Provided records Start Marker

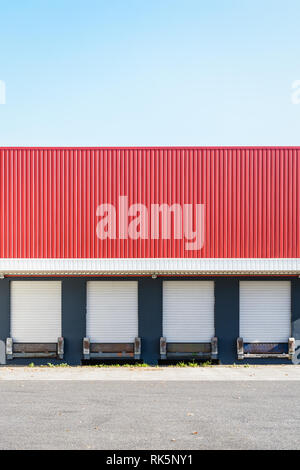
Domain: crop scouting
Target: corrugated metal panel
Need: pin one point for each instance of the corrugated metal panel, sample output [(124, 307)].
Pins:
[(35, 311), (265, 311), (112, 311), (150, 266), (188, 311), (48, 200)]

Provided records End Marker
Provided records Start Marker

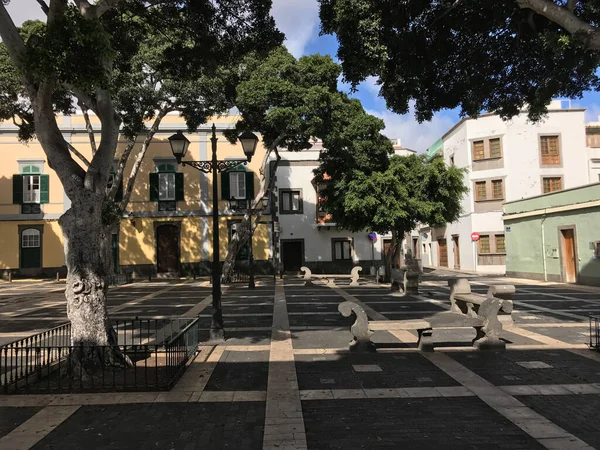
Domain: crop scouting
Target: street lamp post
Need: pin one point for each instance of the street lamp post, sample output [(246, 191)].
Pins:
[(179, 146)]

Provided records End Marker

Exercise directions: Whenever a line of the data includes the word "post", show that line in full.

Response area:
Target: street lamp post
Need: pin one point for each instance of the street lamp post, sample output [(246, 191)].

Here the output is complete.